Supplied passage
Like pretty much every cartoonist who ever picked up a pen, I worship at the feet of Charles M. Schulz, the master of the simple line.
I’ve written before about my love for the rapidly vanishing newspaper comic. After a steady diet of them as a kid, classic Peanuts strips are embedded in my brain. Even if I last read them 20, 30 years ago, they seem like familiar friends. I read them now less with an eye for the gags (although Schulz could be side-splittingly funny, especially when it came to depicting rage), and more with an eye on the craft.
They say that writing is often the art of chipping away, scraping off the excess to find the truth underneath all those fluttering words. In my work as a journalist, you’re trained to get to the point. Every single panel by Schulz feels like the point – comic art stripped to the barest essentials.
When I first started drawing my own little silly comics years ago, I took my inspiration from superhero superstars Neal Adams, John Byrne and particularly the insanely detailed crosshatch-filled black-and-white work of Dave Sim and Gerhard on Cerebus. I did a fairly awful job of imitating these far better artists, because I didn’t have the base of skill underneath.

Even though I loved Peanuts, if you’d asked scribbling young Nik if Schulz was a great artist, he might’ve said no, but he was a good cartoonist. But now I see clearly the detail in his design, how he could dash off a few lines to clearly delineate a house, a brick wall, a kite-eating tree, a doghouse, and it worked.

What the task asks
Continue the essay on Charles M. Schulz and his cartooning craft, starting right after its final sentence about the kite-eating tree and the doghouse. The rows that come after this text have nothing to do with it.

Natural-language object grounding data
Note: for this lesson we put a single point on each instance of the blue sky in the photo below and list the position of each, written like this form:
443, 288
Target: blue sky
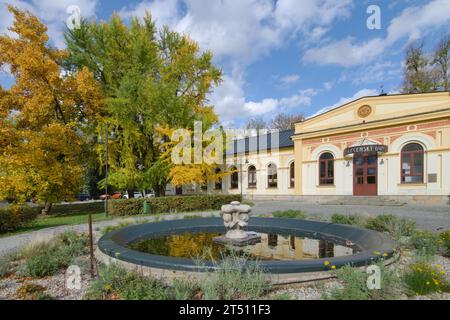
294, 56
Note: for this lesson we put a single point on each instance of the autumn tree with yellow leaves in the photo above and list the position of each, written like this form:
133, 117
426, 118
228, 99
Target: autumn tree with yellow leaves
154, 81
46, 116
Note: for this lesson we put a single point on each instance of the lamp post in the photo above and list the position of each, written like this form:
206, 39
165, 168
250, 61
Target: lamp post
242, 186
106, 171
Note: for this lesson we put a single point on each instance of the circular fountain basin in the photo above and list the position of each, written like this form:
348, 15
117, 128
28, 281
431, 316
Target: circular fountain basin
357, 246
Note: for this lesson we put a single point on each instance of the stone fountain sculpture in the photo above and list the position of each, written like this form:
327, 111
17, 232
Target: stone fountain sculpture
235, 218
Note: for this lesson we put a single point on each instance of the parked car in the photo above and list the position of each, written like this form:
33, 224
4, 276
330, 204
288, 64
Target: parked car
83, 196
136, 195
115, 195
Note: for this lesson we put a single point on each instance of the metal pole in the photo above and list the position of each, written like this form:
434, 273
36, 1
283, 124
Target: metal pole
241, 182
91, 246
106, 172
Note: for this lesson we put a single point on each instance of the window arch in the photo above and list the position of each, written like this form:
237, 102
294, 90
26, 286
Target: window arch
252, 177
292, 175
234, 178
412, 163
326, 169
272, 179
218, 183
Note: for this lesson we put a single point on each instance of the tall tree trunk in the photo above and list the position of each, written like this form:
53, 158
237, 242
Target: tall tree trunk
47, 207
130, 193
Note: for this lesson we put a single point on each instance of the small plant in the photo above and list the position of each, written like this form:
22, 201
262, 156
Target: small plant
114, 282
396, 227
347, 219
5, 263
235, 279
186, 290
191, 217
423, 279
290, 214
354, 285
30, 291
426, 243
44, 259
281, 296
444, 243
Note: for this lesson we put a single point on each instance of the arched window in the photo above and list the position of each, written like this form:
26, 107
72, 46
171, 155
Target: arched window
326, 169
252, 177
234, 178
272, 181
412, 163
218, 184
292, 175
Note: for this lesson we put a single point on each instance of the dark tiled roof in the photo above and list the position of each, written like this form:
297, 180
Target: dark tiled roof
270, 141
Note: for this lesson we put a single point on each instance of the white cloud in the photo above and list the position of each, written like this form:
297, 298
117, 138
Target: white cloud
346, 53
230, 102
289, 79
52, 12
379, 73
243, 30
359, 94
412, 23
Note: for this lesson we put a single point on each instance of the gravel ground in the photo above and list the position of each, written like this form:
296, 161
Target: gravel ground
426, 217
15, 242
314, 290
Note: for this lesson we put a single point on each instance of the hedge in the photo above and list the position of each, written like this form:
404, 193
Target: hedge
15, 217
74, 208
170, 204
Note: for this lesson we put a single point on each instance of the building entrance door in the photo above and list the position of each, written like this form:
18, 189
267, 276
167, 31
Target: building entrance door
365, 174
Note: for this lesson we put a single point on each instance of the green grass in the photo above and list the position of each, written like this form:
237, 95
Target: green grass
57, 220
290, 214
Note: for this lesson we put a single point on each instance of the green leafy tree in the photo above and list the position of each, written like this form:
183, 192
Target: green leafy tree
427, 72
151, 80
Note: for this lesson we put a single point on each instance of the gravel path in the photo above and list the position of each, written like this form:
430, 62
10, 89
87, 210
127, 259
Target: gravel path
12, 243
426, 217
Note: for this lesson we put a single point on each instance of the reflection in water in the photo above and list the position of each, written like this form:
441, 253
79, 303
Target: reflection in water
271, 247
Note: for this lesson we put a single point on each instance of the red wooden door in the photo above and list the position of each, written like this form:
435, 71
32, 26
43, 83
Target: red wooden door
365, 174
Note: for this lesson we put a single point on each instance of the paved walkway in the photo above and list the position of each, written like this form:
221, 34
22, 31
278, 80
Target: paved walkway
426, 217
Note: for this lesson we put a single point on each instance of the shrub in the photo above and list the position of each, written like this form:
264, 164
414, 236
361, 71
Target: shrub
14, 217
233, 281
397, 227
354, 285
114, 282
346, 219
425, 242
422, 279
185, 289
30, 291
47, 258
130, 207
5, 264
444, 243
74, 208
290, 214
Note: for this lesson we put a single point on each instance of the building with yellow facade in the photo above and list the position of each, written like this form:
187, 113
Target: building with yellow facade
394, 146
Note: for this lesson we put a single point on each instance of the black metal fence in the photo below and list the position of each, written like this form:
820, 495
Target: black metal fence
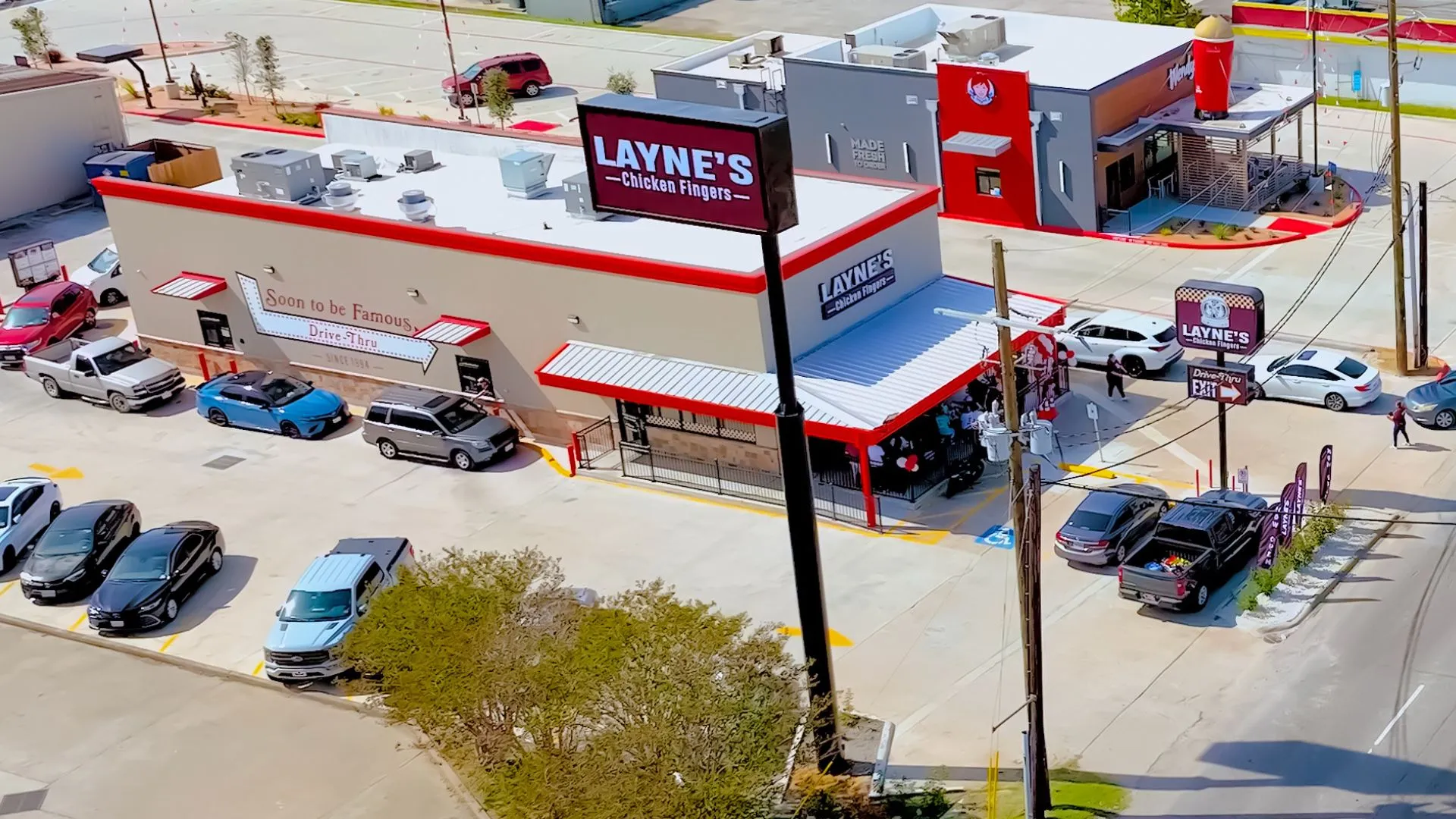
836, 503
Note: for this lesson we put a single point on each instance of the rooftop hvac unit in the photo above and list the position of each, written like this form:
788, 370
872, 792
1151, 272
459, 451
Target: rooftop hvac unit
974, 36
767, 46
281, 175
875, 55
523, 172
579, 197
417, 161
910, 58
416, 206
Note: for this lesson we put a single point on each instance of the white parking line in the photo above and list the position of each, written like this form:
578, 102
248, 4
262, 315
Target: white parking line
1397, 717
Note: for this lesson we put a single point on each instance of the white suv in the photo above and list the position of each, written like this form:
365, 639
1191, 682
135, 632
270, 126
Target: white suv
1142, 343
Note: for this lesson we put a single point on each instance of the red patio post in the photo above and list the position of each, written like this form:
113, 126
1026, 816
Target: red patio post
864, 485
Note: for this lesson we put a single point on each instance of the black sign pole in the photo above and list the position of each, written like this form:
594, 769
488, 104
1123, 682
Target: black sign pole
799, 502
1223, 439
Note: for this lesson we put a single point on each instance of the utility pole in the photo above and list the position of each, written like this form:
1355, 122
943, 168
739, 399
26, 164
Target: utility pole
1028, 554
162, 46
1397, 216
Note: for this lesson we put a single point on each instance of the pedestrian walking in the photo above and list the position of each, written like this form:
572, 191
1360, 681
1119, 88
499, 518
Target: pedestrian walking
1398, 426
1114, 376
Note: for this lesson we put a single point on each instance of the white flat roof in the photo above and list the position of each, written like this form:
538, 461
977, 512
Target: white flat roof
1056, 52
714, 63
468, 194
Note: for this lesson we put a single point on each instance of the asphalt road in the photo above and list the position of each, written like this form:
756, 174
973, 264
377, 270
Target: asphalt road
1354, 714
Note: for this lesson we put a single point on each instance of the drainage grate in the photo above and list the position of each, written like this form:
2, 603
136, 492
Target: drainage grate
224, 463
22, 802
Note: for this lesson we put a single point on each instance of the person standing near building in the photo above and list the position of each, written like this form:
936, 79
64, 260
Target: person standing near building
1114, 376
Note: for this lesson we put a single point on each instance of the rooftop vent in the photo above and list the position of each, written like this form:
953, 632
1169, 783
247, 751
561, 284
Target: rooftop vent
523, 172
416, 206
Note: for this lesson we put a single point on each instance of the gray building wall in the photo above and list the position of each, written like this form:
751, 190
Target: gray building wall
881, 107
1068, 155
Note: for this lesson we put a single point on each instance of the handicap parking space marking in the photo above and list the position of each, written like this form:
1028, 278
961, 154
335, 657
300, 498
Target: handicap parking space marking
999, 537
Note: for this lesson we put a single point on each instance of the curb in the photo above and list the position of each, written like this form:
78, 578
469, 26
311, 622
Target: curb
1340, 575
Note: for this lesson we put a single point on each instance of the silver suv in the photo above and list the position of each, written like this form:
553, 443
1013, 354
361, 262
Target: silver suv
408, 420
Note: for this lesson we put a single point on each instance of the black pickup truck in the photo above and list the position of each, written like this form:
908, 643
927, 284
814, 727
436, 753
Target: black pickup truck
1193, 551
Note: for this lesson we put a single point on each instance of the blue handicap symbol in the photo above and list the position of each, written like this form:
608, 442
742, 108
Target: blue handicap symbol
1001, 537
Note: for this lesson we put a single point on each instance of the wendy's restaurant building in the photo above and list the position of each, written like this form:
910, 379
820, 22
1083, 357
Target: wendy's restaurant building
1024, 120
473, 262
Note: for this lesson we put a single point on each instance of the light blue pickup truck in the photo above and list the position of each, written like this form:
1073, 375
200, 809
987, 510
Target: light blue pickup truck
332, 595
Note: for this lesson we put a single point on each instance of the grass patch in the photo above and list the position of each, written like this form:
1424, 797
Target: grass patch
1298, 554
520, 17
1413, 110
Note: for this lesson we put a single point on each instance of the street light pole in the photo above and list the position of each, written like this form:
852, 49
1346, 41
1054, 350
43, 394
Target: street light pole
161, 44
799, 502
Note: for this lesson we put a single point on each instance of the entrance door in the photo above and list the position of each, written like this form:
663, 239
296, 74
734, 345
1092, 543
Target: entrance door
475, 376
215, 330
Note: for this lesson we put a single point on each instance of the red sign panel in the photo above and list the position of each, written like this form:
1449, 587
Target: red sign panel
688, 162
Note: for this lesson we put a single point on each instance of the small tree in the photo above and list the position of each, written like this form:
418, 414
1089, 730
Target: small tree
620, 82
497, 96
1156, 12
270, 79
240, 58
36, 38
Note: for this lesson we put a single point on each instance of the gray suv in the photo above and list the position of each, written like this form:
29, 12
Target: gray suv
408, 420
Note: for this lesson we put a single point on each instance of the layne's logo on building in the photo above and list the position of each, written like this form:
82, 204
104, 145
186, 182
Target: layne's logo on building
1183, 71
858, 283
981, 89
331, 334
1213, 315
688, 162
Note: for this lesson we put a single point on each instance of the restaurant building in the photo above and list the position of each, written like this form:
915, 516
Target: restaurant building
1024, 120
484, 268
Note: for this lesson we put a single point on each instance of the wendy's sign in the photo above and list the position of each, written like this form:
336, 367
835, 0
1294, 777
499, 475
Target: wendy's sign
1213, 315
688, 162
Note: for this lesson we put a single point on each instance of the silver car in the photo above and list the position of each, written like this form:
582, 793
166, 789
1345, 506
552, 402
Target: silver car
408, 420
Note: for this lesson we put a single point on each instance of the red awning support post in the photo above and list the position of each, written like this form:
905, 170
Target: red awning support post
871, 519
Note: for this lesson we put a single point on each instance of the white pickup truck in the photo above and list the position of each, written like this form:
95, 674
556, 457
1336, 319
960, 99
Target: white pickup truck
111, 369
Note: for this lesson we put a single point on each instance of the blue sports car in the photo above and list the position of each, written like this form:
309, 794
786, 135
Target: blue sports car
271, 403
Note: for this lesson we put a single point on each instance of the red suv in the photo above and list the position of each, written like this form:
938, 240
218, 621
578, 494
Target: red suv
526, 72
42, 316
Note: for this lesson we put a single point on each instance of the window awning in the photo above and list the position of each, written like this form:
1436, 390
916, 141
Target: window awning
977, 145
449, 330
861, 385
191, 286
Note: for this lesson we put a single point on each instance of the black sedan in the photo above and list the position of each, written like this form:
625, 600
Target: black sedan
1107, 525
77, 550
158, 572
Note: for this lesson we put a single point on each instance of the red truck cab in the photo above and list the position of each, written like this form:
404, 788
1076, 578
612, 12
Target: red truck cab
42, 316
526, 72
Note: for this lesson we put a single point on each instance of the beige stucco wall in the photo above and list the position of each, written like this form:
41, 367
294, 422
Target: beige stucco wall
526, 303
47, 134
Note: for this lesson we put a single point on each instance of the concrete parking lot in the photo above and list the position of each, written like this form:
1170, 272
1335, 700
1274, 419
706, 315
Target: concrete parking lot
91, 733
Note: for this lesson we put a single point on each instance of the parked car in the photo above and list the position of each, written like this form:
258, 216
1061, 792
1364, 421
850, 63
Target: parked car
1107, 525
44, 315
1433, 404
325, 604
273, 403
526, 74
111, 369
1194, 550
77, 550
1315, 376
27, 507
155, 575
102, 278
1144, 344
408, 420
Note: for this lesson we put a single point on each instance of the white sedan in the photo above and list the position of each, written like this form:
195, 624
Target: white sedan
27, 507
1315, 376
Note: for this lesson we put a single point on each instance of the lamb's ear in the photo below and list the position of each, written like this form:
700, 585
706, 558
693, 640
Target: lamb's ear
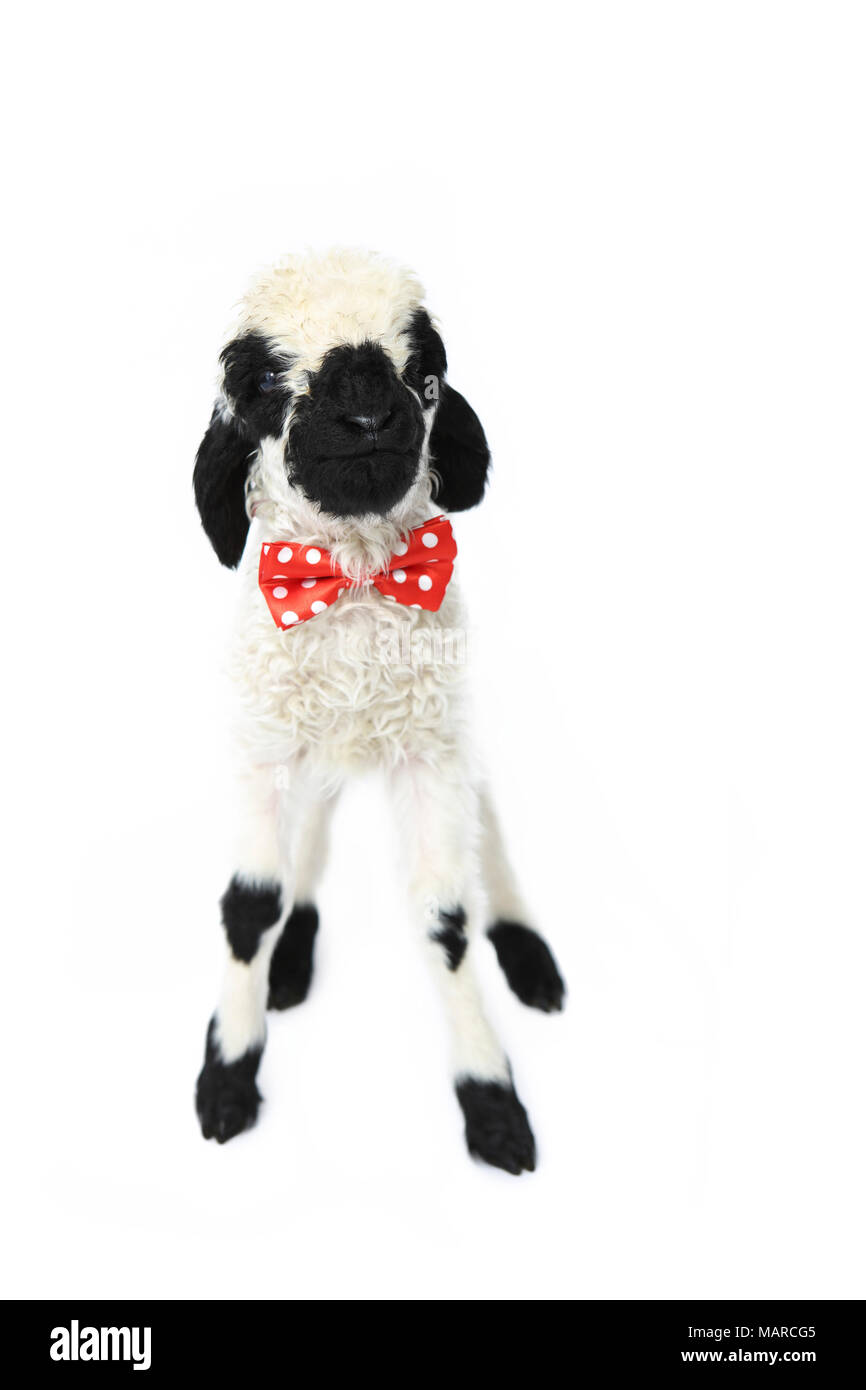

Response area
Have you ever tried to actually draw Charlie Brown, or Snoopy, like Schulz did? Most budding cartoonists give it a try, and it’s harder than it looks. I’ve done a few Peanuts pastiche/homage comic strips over the years, and every time it’s like learning to draw with a new limb:

You look at his earlier strips, and there was a more ornate feeling to the art, with some tricky perspective shots and more detailed backgrounds that were gradually abandoned as the strip shrunk in scope, but widened in its emotional palette. By the time Schulz hit his stride by the mid-1960s, he’d refined Peanuts to the point of abstraction. Things got weird – a kite-eating tree? A bird who spoke in scratch marks? Snoopy becomes a helicopter? – but because of Schulz’s humble everyman style, the surrealism of Peanuts always seemed downright cozy.
There’s other cartoonists who went equally spare, like Crockett Johnson’s Barnaby (Barnaby surely a distant relative of Charlie Brown?). More recently, Jeff Smith’s Bone always dazzled me with its simple, clear lines. Yet many other remaining gag cartoons like Wizard Of Id or Family Circus or Dennis The Menace were simply drawn, but never quite managed the deep control and deceptive depth Schulz could with his art.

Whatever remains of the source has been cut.